◆ AIM
Print each of the rows below verbatim, with no changes.

**** MATERIAL FOR THE TASK ****

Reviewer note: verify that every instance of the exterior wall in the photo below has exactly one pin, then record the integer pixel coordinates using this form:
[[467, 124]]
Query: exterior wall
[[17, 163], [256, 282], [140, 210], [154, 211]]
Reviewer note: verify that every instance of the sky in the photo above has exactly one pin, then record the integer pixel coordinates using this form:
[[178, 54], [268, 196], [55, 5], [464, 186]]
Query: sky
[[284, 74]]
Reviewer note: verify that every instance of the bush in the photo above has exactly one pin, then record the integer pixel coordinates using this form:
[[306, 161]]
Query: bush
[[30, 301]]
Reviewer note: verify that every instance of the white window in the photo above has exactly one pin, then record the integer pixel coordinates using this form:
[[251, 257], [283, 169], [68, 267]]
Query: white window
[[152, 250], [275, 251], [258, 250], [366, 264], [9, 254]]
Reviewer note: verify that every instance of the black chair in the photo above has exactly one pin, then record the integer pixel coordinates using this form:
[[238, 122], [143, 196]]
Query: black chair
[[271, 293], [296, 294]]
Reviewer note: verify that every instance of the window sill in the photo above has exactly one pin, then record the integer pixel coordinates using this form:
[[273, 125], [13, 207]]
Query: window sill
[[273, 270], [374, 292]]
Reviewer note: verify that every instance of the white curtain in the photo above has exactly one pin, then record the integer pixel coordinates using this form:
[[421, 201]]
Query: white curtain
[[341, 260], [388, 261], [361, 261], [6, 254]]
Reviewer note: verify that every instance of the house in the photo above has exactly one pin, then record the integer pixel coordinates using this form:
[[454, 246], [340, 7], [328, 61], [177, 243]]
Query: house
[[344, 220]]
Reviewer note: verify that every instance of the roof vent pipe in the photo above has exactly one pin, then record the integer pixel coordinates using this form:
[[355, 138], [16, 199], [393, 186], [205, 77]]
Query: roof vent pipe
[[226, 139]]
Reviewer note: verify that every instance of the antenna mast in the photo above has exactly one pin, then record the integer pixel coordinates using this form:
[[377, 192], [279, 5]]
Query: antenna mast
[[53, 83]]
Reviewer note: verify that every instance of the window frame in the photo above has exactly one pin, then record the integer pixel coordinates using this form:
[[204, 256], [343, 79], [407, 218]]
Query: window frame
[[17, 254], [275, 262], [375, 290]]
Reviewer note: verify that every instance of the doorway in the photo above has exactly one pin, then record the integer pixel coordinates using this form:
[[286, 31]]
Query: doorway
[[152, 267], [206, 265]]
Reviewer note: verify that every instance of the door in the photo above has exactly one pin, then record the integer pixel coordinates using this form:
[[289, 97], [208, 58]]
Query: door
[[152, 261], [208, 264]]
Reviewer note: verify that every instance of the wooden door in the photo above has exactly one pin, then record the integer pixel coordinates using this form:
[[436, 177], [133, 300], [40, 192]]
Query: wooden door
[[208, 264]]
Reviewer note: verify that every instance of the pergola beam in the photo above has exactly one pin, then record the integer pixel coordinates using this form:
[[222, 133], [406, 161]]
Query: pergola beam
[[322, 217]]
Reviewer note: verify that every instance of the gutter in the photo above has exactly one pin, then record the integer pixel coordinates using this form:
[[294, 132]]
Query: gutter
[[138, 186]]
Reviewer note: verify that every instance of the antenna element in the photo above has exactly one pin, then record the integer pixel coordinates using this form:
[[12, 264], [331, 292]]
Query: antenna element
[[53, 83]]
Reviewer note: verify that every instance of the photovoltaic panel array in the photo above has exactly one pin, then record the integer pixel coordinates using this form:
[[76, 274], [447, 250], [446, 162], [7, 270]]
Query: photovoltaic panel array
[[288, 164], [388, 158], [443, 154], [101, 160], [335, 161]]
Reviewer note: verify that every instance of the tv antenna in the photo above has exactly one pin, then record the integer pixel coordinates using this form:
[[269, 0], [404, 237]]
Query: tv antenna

****

◆ EXERCISE RESULT
Reviewer note: verify that every instance of the exterior wall in the photo below has exactly one pin, then record the integer pixel coordinates using this form:
[[467, 124]]
Query: exterior wall
[[17, 163], [256, 282], [140, 210], [154, 211]]
Reviewer note: verify that every instance of the sky in the photo above has exactly one pin, then record the integer pixel coordinates using this form:
[[178, 54], [268, 196], [55, 5], [464, 186]]
Query: sky
[[284, 74]]
Reviewer note: verify that every instance of the bush in the photo above has exactly one pin, then record the integer pixel coordinates using this form:
[[306, 161]]
Query: bush
[[30, 301]]
Reviewer note: verify that every instance of the white window in the photo above has exactly one pin, then record the integer pixel coordinates using this form:
[[251, 257], [283, 169], [68, 267]]
Query: white window
[[152, 250], [275, 251], [258, 250], [366, 264], [9, 254]]
Reviewer note: verify that every instance of the black chair in the photo above has exactly one pin, then record the integer pixel coordinates using this form:
[[238, 122], [143, 196]]
Query: black chair
[[271, 293], [296, 294]]
Reviewer note: verify that every instance of the window sill in the photo above has exactly one pin, then record the integer pixel coordinates using this form:
[[273, 125], [13, 207]]
Query: window sill
[[273, 270], [374, 292]]
Reviewer note: verify that every instance of the white curtain in the photo above has exactly one pin, then record the integer pixel coordinates using this form:
[[421, 201]]
Query: white curtain
[[341, 260], [388, 261], [361, 261], [6, 254]]
Reviewer note: verify that every instance of the house in the photo above has exactly one pin, then record the integer pixel coordinates using this form:
[[454, 246], [340, 7], [328, 61], [177, 243]]
Query: house
[[344, 220]]
Reviewer note: verify that every instance of the roof vent pipe in the photo above has exactly one pin, then record the integer pixel coordinates using this form:
[[355, 138], [16, 199], [393, 186], [205, 77]]
Query: roof vent pipe
[[226, 139]]
Reviewer note: verify that every instance of the antenna mast in the photo above has exactly one pin, then record the integer pixel coordinates using this form:
[[377, 192], [279, 5]]
Query: antenna mast
[[53, 83]]
Reviewer note: verify that every instance of the window frame in the photo above has exactly one pin, then record the integer pixel coordinates using this form:
[[204, 256], [343, 79], [407, 218]]
Query: window frame
[[17, 254], [275, 262], [375, 290]]
Reviewer note: verify that every instance of the doorway in the photo above has exactly one pin, then record the integer pixel coordinates using this form:
[[286, 31]]
Query: doorway
[[152, 267], [206, 265]]
Reviewer note: verify that every instance of the door in the photo above has exactly one pin, then record the integer pixel coordinates using this form:
[[289, 97], [208, 58]]
Query: door
[[152, 261], [208, 264]]
Reviewer note: verify that every instance of the wooden door in the photo above has exactly one pin, then record the integer pixel coordinates using this form:
[[436, 177], [133, 300], [40, 192]]
Query: wooden door
[[208, 264]]
Reviewer note: verify that every instance of the pergola beam in the photo above has exactly one pin, then record the integer pixel coordinates using this form:
[[222, 133], [406, 161]]
Query: pergola beam
[[322, 217]]
Reviewer note: verify that every instance of the gutter in the photo above has exactly one pin, then record the integer pixel coordinates using this form:
[[294, 132]]
Query: gutter
[[138, 186]]
Reviewer note: verify that every instance of the antenna element in the photo above has exactly one pin, then record the integer pixel coordinates using this form:
[[12, 264], [331, 292]]
Query: antenna element
[[53, 83]]
Reviewer note: verify that every instance of the photovoltaic panel array in the photo above has exactly one pin, then record the integer pixel coordinates using this form:
[[76, 274], [447, 250], [446, 162], [7, 270]]
Query: photovoltaic panel array
[[288, 164], [388, 158], [443, 154], [101, 160], [335, 161]]
Reviewer note: verify that every instance of the tv antenna in the photo above has exactly one pin, then record the integer pixel coordinates using this form:
[[269, 0], [404, 237]]
Query: tv antenna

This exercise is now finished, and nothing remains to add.